§ **TASK REQUIREMENTS**
Count the lines of the data below that contain the string "orange", with case counting, and reply with that number alone.

§ **SOURCE MATERIAL**

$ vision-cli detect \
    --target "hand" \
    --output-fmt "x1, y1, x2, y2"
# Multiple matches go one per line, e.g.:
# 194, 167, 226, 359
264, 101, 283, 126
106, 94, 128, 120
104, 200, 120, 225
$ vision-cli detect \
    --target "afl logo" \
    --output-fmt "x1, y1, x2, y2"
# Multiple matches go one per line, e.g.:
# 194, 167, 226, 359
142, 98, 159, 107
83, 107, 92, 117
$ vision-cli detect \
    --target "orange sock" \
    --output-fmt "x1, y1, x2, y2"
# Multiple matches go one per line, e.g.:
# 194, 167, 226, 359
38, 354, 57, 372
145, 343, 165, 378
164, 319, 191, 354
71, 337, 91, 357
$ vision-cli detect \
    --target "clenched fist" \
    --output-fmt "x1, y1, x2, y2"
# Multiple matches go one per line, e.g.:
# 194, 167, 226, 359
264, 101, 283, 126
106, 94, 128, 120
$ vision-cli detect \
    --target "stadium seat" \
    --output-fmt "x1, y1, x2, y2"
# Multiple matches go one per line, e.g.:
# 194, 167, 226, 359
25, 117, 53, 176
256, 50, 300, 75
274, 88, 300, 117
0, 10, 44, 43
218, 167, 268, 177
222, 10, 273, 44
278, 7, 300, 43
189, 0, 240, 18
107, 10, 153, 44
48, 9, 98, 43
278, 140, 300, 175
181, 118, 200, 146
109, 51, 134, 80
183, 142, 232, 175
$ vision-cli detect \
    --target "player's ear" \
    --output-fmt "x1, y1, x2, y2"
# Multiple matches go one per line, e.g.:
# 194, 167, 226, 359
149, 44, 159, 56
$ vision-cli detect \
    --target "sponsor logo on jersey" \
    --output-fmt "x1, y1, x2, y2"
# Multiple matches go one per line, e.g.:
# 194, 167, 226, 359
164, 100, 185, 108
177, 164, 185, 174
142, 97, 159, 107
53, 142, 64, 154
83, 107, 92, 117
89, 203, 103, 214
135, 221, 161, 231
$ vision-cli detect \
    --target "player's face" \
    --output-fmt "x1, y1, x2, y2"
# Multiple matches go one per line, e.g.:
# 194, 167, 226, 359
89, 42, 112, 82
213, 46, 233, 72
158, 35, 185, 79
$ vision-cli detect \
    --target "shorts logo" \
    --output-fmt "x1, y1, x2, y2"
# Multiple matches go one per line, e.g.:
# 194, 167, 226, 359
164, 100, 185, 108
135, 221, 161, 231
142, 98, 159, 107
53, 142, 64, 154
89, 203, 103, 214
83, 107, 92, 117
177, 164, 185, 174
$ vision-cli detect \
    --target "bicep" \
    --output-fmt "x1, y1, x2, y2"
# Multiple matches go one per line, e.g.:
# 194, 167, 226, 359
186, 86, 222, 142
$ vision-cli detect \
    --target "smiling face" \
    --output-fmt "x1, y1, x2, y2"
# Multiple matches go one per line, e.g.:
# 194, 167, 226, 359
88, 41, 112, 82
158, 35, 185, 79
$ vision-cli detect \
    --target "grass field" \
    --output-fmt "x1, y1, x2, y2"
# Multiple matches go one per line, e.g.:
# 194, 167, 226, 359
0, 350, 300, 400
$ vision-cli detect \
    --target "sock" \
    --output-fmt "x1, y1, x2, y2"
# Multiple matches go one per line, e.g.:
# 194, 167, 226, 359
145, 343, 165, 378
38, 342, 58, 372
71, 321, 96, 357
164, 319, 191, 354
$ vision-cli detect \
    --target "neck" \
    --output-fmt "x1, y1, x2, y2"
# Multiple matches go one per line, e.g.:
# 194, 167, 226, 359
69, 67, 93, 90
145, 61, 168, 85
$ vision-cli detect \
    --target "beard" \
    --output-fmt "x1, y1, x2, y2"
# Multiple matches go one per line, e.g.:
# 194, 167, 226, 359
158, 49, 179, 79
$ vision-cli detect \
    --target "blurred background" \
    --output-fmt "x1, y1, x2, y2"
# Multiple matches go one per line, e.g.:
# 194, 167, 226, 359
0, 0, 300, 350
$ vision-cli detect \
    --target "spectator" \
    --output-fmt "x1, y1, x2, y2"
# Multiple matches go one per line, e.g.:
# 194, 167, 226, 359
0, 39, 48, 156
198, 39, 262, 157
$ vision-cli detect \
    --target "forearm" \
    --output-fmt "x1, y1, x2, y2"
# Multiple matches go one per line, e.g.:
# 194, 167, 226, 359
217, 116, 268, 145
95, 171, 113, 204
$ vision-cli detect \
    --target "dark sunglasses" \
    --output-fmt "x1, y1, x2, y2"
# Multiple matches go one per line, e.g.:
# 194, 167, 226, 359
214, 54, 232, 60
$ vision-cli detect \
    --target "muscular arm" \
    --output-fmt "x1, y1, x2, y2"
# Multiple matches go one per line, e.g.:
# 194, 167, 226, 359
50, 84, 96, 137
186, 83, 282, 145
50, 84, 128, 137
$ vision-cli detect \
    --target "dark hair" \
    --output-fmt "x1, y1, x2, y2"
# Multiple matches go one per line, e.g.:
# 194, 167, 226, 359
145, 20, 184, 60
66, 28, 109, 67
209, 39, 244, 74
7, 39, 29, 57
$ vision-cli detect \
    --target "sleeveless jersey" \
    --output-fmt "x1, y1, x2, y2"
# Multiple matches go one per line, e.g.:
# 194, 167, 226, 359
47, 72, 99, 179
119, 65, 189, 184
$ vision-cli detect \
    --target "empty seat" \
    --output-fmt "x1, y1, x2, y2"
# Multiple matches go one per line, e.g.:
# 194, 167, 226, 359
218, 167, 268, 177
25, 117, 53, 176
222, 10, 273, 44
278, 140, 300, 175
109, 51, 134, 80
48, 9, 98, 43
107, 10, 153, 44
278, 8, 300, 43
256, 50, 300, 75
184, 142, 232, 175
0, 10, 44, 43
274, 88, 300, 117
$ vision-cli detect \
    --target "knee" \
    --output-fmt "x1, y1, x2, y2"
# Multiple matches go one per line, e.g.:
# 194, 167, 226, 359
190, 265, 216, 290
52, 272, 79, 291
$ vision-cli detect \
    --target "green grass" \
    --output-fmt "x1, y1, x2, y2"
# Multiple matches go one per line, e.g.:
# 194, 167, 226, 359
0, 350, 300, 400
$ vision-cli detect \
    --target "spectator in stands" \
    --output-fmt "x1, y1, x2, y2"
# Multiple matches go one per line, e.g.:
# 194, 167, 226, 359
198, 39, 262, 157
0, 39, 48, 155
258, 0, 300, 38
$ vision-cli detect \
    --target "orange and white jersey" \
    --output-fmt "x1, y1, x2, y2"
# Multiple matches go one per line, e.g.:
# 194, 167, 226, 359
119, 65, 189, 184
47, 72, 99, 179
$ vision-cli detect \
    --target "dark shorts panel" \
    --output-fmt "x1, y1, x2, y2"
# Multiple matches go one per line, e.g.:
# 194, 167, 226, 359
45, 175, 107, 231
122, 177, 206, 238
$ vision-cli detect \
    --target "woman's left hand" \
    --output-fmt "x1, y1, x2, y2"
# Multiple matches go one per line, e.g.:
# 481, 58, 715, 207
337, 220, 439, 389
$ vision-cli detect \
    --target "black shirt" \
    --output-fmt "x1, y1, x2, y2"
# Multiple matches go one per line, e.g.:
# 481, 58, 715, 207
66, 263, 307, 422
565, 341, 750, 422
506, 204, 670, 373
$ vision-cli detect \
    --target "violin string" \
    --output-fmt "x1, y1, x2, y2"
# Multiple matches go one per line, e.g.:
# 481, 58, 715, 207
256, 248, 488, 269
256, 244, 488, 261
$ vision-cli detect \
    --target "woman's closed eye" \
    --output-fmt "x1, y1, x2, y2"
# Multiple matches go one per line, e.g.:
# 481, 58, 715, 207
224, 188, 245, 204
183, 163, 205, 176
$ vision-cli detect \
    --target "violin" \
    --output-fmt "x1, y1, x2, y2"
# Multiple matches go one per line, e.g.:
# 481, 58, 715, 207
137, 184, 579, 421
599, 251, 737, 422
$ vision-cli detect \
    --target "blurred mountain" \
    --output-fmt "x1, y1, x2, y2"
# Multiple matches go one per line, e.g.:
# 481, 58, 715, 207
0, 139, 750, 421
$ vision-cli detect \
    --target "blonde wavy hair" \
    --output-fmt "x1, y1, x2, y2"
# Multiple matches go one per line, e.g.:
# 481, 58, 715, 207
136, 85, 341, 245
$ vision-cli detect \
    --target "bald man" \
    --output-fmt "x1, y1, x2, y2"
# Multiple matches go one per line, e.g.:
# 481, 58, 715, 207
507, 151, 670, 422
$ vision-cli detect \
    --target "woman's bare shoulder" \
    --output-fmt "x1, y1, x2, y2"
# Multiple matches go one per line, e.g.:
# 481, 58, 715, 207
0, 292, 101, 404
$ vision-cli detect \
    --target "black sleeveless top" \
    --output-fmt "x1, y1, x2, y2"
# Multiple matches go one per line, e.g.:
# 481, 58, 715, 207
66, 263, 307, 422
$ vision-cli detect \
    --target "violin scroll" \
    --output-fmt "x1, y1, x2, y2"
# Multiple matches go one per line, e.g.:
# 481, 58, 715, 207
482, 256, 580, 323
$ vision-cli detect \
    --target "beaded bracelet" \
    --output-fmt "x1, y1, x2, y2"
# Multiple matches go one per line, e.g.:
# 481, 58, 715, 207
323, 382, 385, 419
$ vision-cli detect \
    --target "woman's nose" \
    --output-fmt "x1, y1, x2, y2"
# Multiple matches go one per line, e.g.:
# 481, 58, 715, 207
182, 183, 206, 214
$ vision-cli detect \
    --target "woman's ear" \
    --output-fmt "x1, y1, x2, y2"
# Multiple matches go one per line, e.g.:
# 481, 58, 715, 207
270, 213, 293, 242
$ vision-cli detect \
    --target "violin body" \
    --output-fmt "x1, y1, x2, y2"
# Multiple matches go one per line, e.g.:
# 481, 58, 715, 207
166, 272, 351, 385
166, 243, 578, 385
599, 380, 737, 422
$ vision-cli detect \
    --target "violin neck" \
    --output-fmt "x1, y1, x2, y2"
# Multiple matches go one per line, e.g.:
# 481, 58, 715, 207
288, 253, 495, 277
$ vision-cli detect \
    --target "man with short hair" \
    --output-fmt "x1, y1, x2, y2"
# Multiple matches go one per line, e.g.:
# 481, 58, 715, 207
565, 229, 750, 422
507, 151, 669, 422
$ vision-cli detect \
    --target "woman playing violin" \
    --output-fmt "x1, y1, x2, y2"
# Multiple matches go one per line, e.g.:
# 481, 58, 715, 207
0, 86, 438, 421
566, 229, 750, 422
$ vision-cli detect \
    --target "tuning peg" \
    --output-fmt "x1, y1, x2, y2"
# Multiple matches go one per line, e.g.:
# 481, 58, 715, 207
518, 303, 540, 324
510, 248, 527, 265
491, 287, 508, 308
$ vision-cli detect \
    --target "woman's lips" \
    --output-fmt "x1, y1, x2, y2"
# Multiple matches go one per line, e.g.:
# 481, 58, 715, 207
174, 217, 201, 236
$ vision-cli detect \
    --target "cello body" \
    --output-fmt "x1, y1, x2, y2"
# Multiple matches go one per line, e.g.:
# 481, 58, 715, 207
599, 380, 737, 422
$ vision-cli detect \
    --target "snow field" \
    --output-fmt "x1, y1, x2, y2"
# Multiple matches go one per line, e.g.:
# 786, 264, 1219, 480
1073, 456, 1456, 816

§ **SOLUTION TO THE EXERCISE**
2